The request
Reproduce the records below verbatim, from their first line through the line containing "target: <item>bare tree</item>", both included.

Entries provided
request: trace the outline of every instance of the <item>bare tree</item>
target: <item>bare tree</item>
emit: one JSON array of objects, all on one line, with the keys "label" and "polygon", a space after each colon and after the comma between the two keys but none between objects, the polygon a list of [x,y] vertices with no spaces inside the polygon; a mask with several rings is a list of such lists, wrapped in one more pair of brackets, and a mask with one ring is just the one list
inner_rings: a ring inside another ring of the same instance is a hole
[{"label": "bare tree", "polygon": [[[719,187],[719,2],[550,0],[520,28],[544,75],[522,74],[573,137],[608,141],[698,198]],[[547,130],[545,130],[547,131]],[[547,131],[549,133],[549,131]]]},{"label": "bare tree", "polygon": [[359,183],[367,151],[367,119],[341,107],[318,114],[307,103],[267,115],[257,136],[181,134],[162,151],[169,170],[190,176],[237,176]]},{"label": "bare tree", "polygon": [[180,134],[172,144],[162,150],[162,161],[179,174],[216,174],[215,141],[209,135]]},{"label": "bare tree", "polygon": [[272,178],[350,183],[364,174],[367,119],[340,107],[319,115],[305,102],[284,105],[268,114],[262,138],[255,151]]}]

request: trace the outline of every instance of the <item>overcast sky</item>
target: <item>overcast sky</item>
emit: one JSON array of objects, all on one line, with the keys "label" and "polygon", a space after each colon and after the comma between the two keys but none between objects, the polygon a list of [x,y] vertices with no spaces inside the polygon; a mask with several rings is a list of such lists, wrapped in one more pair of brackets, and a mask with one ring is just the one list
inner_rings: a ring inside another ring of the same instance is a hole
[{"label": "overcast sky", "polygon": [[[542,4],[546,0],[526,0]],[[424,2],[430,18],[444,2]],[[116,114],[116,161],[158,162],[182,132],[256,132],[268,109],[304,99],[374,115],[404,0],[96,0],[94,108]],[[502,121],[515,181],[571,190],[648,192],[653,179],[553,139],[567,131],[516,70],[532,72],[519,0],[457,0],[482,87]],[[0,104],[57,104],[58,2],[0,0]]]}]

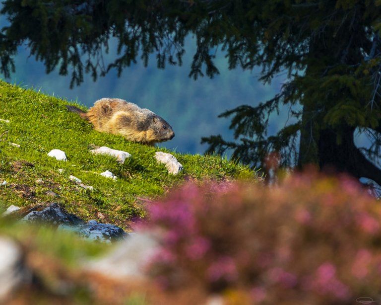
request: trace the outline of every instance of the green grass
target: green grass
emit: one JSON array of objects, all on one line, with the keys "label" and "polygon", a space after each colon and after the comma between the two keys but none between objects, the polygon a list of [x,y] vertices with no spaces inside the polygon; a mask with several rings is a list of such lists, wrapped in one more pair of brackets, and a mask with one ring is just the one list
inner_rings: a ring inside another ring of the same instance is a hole
[{"label": "green grass", "polygon": [[[144,216],[147,199],[157,199],[186,180],[256,177],[247,166],[218,156],[183,154],[99,133],[68,112],[68,103],[0,81],[0,119],[9,121],[0,121],[0,183],[7,182],[0,186],[0,212],[11,204],[27,207],[54,202],[84,220],[95,219],[128,230],[132,218]],[[90,152],[89,149],[100,146],[128,152],[132,157],[120,164],[113,157]],[[48,156],[54,149],[64,151],[67,161]],[[154,158],[159,150],[174,154],[184,170],[177,175],[168,173]],[[60,173],[59,169],[64,170]],[[118,180],[95,173],[106,170]],[[94,190],[78,186],[69,179],[70,175]]]}]

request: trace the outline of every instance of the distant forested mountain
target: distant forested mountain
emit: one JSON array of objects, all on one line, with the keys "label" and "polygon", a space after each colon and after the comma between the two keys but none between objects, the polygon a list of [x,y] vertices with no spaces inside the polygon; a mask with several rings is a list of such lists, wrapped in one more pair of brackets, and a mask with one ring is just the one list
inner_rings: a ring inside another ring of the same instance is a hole
[{"label": "distant forested mountain", "polygon": [[[94,82],[86,75],[81,86],[72,89],[69,88],[68,76],[60,76],[56,71],[46,75],[43,65],[29,57],[27,48],[20,48],[15,58],[16,72],[6,80],[77,101],[88,107],[104,97],[135,103],[162,116],[172,126],[176,136],[163,146],[183,152],[202,153],[206,145],[200,144],[201,137],[220,134],[225,139],[232,139],[229,120],[218,118],[219,114],[240,105],[255,105],[270,98],[279,92],[282,80],[280,77],[271,86],[264,86],[257,80],[255,72],[229,71],[224,55],[217,52],[220,74],[213,79],[204,77],[194,80],[188,76],[194,54],[191,39],[189,39],[182,67],[167,66],[165,70],[158,69],[153,58],[147,67],[138,62],[126,69],[120,77],[112,71]],[[105,53],[103,59],[106,65],[115,56],[115,42],[111,41],[110,47],[109,54]],[[285,121],[287,111],[283,117],[283,120],[274,118],[270,133]]]}]

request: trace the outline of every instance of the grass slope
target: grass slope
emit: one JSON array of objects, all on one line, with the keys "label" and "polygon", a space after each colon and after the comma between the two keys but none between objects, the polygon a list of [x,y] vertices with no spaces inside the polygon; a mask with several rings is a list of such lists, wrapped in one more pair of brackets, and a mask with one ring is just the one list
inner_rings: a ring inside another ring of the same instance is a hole
[{"label": "grass slope", "polygon": [[[167,151],[184,167],[181,173],[171,175],[154,157],[155,152],[163,150],[98,132],[68,112],[67,103],[0,81],[0,119],[9,121],[0,121],[0,183],[7,182],[0,186],[0,212],[11,204],[27,208],[55,202],[85,220],[128,229],[131,219],[144,217],[145,203],[185,180],[255,177],[247,167],[218,156]],[[89,152],[100,146],[128,152],[132,157],[120,164],[112,157]],[[48,156],[54,149],[64,151],[67,161]],[[118,180],[95,173],[106,170]],[[70,175],[94,190],[81,187],[69,179]]]}]

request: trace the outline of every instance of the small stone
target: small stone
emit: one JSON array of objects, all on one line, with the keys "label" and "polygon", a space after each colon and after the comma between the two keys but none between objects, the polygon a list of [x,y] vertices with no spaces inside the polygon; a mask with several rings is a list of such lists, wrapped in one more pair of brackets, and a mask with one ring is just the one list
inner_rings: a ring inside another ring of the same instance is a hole
[{"label": "small stone", "polygon": [[85,268],[110,278],[144,278],[145,267],[157,253],[159,243],[149,232],[128,234],[106,256],[88,263]]},{"label": "small stone", "polygon": [[131,156],[131,155],[127,152],[113,150],[106,146],[102,146],[95,150],[91,150],[90,151],[92,153],[95,153],[95,154],[100,153],[101,154],[108,154],[114,156],[117,158],[118,162],[121,163],[124,163],[126,159]]},{"label": "small stone", "polygon": [[50,196],[51,197],[56,198],[56,197],[60,197],[60,195],[58,194],[53,192],[53,191],[48,191],[47,192],[46,192],[45,193],[45,194],[47,196]]},{"label": "small stone", "polygon": [[0,303],[2,304],[19,286],[31,279],[22,257],[21,249],[17,244],[0,237]]},{"label": "small stone", "polygon": [[66,154],[61,150],[52,150],[48,153],[50,157],[56,158],[59,161],[66,161]]},{"label": "small stone", "polygon": [[79,183],[79,186],[80,186],[81,187],[83,187],[84,189],[86,190],[90,190],[90,191],[94,190],[94,187],[93,187],[91,185],[86,185],[86,184],[84,184],[83,183]]},{"label": "small stone", "polygon": [[163,152],[157,152],[155,153],[155,157],[158,162],[165,164],[165,167],[170,174],[176,175],[183,170],[184,168],[183,165],[179,162],[177,159],[170,153],[167,153]]},{"label": "small stone", "polygon": [[106,171],[104,171],[103,173],[101,173],[100,175],[101,176],[103,176],[103,177],[106,177],[106,178],[110,178],[110,179],[112,179],[114,180],[117,180],[117,176],[109,170],[106,170]]},{"label": "small stone", "polygon": [[2,213],[2,216],[6,216],[7,215],[11,214],[12,213],[16,212],[16,211],[18,211],[21,208],[20,208],[19,207],[16,207],[16,206],[14,206],[13,205],[11,205],[8,207],[8,209],[6,209],[6,211],[5,211],[5,212]]},{"label": "small stone", "polygon": [[74,177],[72,175],[70,175],[69,176],[69,179],[71,180],[72,181],[74,181],[74,182],[77,182],[77,183],[82,183],[82,180],[80,179],[78,179],[76,177]]},{"label": "small stone", "polygon": [[100,212],[97,212],[97,218],[102,220],[105,219],[106,215]]},{"label": "small stone", "polygon": [[44,180],[42,179],[37,179],[35,181],[34,181],[36,184],[44,184]]}]

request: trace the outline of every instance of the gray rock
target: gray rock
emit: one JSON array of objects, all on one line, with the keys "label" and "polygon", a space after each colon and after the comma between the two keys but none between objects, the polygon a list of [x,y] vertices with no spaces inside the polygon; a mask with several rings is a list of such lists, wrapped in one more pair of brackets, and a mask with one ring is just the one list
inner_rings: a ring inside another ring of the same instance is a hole
[{"label": "gray rock", "polygon": [[117,176],[109,170],[106,170],[106,171],[104,171],[103,173],[101,173],[99,174],[101,176],[103,176],[103,177],[106,177],[106,178],[109,178],[110,179],[112,179],[113,180],[115,181],[116,181],[117,179]]},{"label": "gray rock", "polygon": [[183,170],[184,167],[177,159],[170,153],[163,152],[157,152],[155,157],[159,163],[163,163],[170,174],[176,175]]},{"label": "gray rock", "polygon": [[58,204],[53,203],[42,211],[33,211],[24,216],[21,221],[28,223],[42,223],[59,226],[61,224],[77,225],[84,222],[74,214],[68,213]]},{"label": "gray rock", "polygon": [[75,226],[61,225],[57,230],[74,232],[80,237],[86,239],[106,243],[123,239],[127,235],[126,232],[119,227],[100,224],[95,220]]},{"label": "gray rock", "polygon": [[110,253],[88,263],[84,268],[116,279],[144,278],[144,267],[158,247],[153,234],[146,232],[131,233],[118,243]]},{"label": "gray rock", "polygon": [[6,216],[7,215],[11,214],[12,213],[16,212],[16,211],[18,211],[20,209],[20,208],[19,207],[16,207],[13,205],[11,205],[8,207],[8,209],[6,209],[6,211],[2,213],[2,216]]},{"label": "gray rock", "polygon": [[0,237],[0,303],[4,304],[18,287],[31,280],[20,247],[11,239]]},{"label": "gray rock", "polygon": [[83,238],[103,242],[123,239],[127,235],[122,229],[113,225],[100,224],[95,220],[86,223],[54,203],[42,211],[30,212],[21,221],[51,225],[57,226],[58,231],[70,231]]}]

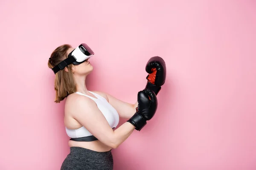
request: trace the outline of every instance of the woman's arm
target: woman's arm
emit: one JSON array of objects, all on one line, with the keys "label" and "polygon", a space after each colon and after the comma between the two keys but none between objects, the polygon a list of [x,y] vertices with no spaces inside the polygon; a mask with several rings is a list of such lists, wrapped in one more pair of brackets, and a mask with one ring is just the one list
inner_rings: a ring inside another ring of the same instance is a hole
[{"label": "woman's arm", "polygon": [[76,96],[69,103],[73,117],[100,141],[112,148],[117,147],[135,129],[134,125],[126,122],[113,130],[96,103],[90,99]]},{"label": "woman's arm", "polygon": [[[134,104],[132,104],[122,101],[105,93],[99,91],[93,92],[105,98],[116,110],[120,117],[130,118],[136,112],[136,108],[138,106],[138,102],[137,101]],[[137,96],[136,97],[137,98]]]}]

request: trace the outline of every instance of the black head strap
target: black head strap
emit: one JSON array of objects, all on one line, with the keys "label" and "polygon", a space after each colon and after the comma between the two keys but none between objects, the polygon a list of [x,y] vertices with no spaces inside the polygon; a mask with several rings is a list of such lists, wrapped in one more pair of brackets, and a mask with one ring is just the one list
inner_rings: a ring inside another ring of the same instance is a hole
[{"label": "black head strap", "polygon": [[66,67],[72,64],[72,62],[76,60],[76,59],[74,56],[70,57],[60,62],[58,65],[55,65],[54,68],[52,68],[52,70],[53,71],[54,74],[56,74],[58,71],[63,70]]}]

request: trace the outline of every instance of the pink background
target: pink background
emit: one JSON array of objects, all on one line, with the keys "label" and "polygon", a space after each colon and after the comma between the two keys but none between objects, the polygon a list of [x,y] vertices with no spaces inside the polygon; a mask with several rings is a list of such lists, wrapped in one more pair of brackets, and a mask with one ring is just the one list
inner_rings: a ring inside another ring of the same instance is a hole
[{"label": "pink background", "polygon": [[47,63],[57,46],[82,42],[96,53],[89,90],[128,102],[145,87],[149,58],[166,62],[157,113],[113,150],[114,170],[256,169],[255,1],[4,0],[0,7],[0,169],[59,169],[69,138]]}]

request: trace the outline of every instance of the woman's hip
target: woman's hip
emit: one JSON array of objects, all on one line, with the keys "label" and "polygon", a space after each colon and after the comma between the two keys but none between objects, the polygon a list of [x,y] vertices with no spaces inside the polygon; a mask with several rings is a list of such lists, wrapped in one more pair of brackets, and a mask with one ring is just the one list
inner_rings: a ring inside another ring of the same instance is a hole
[{"label": "woman's hip", "polygon": [[113,169],[111,150],[97,152],[81,147],[72,147],[63,162],[61,170],[105,170]]}]

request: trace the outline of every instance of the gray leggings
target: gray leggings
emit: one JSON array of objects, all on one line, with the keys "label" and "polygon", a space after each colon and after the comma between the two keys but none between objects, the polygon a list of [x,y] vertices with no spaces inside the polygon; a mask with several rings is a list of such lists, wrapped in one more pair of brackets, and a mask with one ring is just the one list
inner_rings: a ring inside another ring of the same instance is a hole
[{"label": "gray leggings", "polygon": [[80,147],[71,147],[61,170],[113,170],[111,150],[99,152]]}]

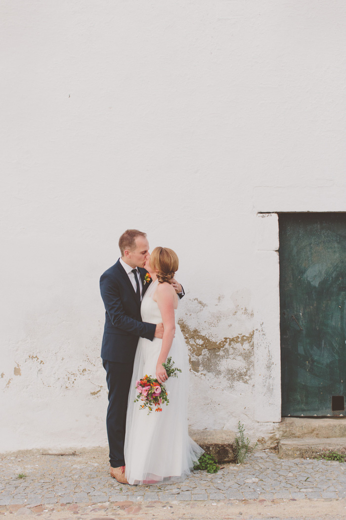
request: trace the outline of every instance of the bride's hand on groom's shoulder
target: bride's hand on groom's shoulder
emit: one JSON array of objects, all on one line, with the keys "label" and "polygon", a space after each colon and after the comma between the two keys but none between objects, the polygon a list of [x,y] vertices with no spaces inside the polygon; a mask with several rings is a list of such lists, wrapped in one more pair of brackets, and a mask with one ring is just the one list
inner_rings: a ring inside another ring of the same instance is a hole
[{"label": "bride's hand on groom's shoulder", "polygon": [[178,294],[180,294],[180,293],[183,292],[183,289],[182,288],[182,286],[181,285],[179,282],[177,282],[175,278],[172,279],[172,280],[171,280],[171,284],[173,286],[175,290],[175,292],[177,293]]}]

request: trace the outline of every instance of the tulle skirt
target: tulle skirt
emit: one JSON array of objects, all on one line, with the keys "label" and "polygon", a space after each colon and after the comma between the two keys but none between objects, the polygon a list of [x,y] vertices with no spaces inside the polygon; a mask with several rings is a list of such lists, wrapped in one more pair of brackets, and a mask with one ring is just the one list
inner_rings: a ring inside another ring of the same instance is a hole
[{"label": "tulle skirt", "polygon": [[170,350],[175,366],[182,372],[165,383],[169,403],[162,412],[140,408],[134,402],[135,383],[146,374],[155,378],[156,363],[162,340],[151,342],[140,338],[134,360],[126,420],[125,464],[126,477],[131,484],[178,482],[190,474],[193,463],[204,453],[188,432],[187,398],[189,363],[183,334],[177,326]]}]

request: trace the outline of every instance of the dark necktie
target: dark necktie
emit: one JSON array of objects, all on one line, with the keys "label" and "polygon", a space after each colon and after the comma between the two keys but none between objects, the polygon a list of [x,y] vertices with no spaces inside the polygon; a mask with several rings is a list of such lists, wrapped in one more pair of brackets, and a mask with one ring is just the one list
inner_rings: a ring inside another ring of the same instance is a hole
[{"label": "dark necktie", "polygon": [[141,301],[141,289],[140,289],[140,282],[138,280],[138,276],[137,276],[137,270],[136,269],[133,269],[131,272],[133,272],[134,275],[134,279],[136,280],[136,284],[137,285],[137,289],[136,290],[136,294],[137,297],[138,298],[140,302]]}]

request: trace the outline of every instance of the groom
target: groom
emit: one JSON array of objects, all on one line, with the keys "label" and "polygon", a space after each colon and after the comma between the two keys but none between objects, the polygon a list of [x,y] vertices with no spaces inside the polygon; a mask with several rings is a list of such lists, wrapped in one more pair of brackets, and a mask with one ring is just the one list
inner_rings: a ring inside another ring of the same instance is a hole
[{"label": "groom", "polygon": [[[141,302],[151,282],[145,280],[147,271],[143,268],[150,256],[146,233],[128,229],[120,237],[119,247],[121,257],[100,280],[106,308],[101,358],[108,389],[106,423],[110,476],[128,484],[124,475],[124,441],[137,343],[140,336],[151,341],[154,337],[162,339],[163,325],[143,322],[141,317]],[[172,285],[182,297],[182,286],[174,279]]]}]

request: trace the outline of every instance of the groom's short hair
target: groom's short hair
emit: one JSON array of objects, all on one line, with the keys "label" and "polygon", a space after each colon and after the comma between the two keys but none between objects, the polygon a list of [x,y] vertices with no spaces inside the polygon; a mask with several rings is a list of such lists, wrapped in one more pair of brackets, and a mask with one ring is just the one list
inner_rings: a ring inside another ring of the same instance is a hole
[{"label": "groom's short hair", "polygon": [[124,251],[126,249],[129,249],[130,251],[133,251],[136,247],[136,238],[137,237],[143,237],[146,238],[146,233],[139,231],[138,229],[127,229],[122,233],[119,239],[119,249],[120,250],[121,256],[123,256]]}]

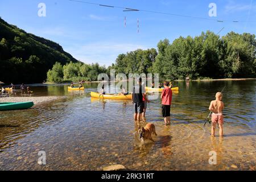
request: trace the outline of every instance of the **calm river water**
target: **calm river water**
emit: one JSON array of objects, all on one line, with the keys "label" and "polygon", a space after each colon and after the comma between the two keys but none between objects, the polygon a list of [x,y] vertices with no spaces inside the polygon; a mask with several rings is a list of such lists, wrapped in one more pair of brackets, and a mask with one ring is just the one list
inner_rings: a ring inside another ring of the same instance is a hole
[{"label": "calm river water", "polygon": [[[175,82],[179,92],[173,96],[171,125],[164,126],[159,99],[148,104],[146,122],[158,136],[144,145],[131,102],[91,98],[97,86],[69,92],[67,85],[34,85],[34,96],[67,97],[0,111],[0,169],[101,170],[115,164],[134,170],[255,169],[255,80]],[[210,100],[224,86],[225,136],[213,138],[203,124]],[[39,151],[46,152],[46,165],[38,164]],[[209,164],[211,151],[216,165]]]}]

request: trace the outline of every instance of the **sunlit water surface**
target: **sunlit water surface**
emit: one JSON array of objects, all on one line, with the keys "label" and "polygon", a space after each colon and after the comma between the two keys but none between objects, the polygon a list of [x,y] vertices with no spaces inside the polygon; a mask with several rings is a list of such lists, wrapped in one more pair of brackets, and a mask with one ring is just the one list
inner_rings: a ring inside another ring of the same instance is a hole
[{"label": "sunlit water surface", "polygon": [[[158,136],[144,145],[130,101],[91,98],[97,84],[72,92],[66,85],[31,85],[34,96],[68,97],[28,110],[0,111],[0,169],[101,170],[115,164],[134,170],[255,169],[255,84],[174,82],[180,91],[173,96],[171,125],[164,126],[160,100],[152,100],[146,123],[155,125]],[[209,125],[203,124],[210,100],[224,86],[225,137],[217,133],[213,138]],[[46,165],[38,164],[39,151],[46,153]],[[209,164],[211,151],[217,153],[216,165]]]}]

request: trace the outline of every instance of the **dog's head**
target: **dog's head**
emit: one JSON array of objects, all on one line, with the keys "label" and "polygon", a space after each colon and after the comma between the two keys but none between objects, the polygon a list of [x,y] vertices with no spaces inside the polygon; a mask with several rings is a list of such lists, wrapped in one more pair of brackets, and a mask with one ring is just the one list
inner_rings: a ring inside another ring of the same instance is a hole
[{"label": "dog's head", "polygon": [[139,127],[138,133],[139,133],[139,138],[144,138],[144,135],[145,134],[145,129],[143,127]]}]

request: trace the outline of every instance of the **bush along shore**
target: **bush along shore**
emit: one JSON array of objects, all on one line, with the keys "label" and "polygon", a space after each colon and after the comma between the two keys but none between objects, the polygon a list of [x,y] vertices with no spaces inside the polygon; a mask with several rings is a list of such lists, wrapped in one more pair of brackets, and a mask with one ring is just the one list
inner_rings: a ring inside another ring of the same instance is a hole
[{"label": "bush along shore", "polygon": [[256,77],[254,34],[230,32],[220,38],[207,31],[192,38],[180,37],[170,43],[160,40],[158,50],[137,49],[120,54],[106,68],[98,64],[56,63],[47,73],[47,81],[96,81],[98,75],[158,73],[163,79],[192,80]]}]

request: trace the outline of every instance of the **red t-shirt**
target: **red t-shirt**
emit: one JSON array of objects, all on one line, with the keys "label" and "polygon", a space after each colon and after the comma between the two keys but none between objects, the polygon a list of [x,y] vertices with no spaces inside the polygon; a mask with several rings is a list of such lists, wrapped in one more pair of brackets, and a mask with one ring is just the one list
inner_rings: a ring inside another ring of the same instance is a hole
[{"label": "red t-shirt", "polygon": [[162,104],[170,105],[171,105],[172,97],[172,90],[168,87],[164,88],[162,92],[162,94],[163,95],[163,98],[162,99]]}]

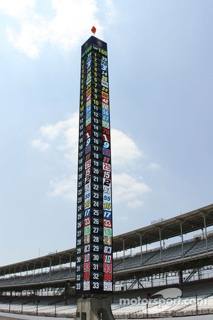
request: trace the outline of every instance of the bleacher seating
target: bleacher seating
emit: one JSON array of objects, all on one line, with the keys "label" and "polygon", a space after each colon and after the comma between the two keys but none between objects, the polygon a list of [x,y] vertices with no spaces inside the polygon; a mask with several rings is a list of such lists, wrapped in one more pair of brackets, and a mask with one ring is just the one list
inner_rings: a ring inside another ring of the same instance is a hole
[{"label": "bleacher seating", "polygon": [[[213,250],[213,235],[208,236],[208,250]],[[206,240],[201,238],[191,239],[183,242],[184,257],[190,257],[197,254],[203,253],[207,251]],[[178,242],[170,245],[168,247],[161,250],[161,260],[160,260],[160,248],[156,248],[147,252],[143,252],[142,254],[142,265],[151,265],[171,261],[174,260],[181,259],[182,257],[182,243]],[[134,256],[128,256],[125,257],[125,269],[134,268],[141,265],[141,254],[137,253]],[[124,258],[119,257],[114,260],[114,270],[121,270],[124,269]],[[1,277],[0,278],[1,286],[9,284],[20,284],[24,283],[42,282],[46,281],[53,281],[60,279],[67,279],[75,277],[75,268],[72,268],[71,274],[70,273],[69,267],[61,268],[60,272],[59,268],[52,270],[51,274],[49,272],[43,272],[41,273],[31,274],[28,275],[11,275],[10,277]]]}]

Final answer
request: trace the outline of every instance of the <item>bare tree</item>
target: <item>bare tree</item>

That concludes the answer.